(Source records)
--

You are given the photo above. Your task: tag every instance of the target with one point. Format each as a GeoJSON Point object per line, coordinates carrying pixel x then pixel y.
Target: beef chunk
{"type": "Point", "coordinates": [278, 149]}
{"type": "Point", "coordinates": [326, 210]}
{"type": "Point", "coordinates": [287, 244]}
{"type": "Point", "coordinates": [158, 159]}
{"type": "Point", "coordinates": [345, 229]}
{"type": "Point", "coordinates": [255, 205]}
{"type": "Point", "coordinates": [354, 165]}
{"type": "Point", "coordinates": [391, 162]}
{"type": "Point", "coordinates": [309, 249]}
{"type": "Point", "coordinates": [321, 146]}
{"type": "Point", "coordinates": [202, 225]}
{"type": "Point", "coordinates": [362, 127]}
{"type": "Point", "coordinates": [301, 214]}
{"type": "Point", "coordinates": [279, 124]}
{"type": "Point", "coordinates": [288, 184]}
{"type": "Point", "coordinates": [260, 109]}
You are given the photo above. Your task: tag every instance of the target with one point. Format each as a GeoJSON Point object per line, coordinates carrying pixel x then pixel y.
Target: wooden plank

--

## [EXERCISE DETAILS]
Recopy the entries above in their entirety, exactly.

## [ANSWER TO THE EXERCISE]
You are given the photo above. Your task: tag every instance of the target with one point. Format each as a GeoJSON Point object per line, coordinates carrying pixel x then pixel y.
Target: beef chunk
{"type": "Point", "coordinates": [278, 149]}
{"type": "Point", "coordinates": [326, 210]}
{"type": "Point", "coordinates": [287, 244]}
{"type": "Point", "coordinates": [158, 159]}
{"type": "Point", "coordinates": [345, 229]}
{"type": "Point", "coordinates": [255, 205]}
{"type": "Point", "coordinates": [354, 165]}
{"type": "Point", "coordinates": [391, 162]}
{"type": "Point", "coordinates": [309, 249]}
{"type": "Point", "coordinates": [321, 146]}
{"type": "Point", "coordinates": [202, 225]}
{"type": "Point", "coordinates": [362, 127]}
{"type": "Point", "coordinates": [301, 214]}
{"type": "Point", "coordinates": [279, 124]}
{"type": "Point", "coordinates": [288, 184]}
{"type": "Point", "coordinates": [260, 109]}
You are given the photo above. Your task: tag every instance of the target with one point. Format each as a GeoJSON Point object per line, coordinates carrying pixel x then pixel y.
Target: wooden plank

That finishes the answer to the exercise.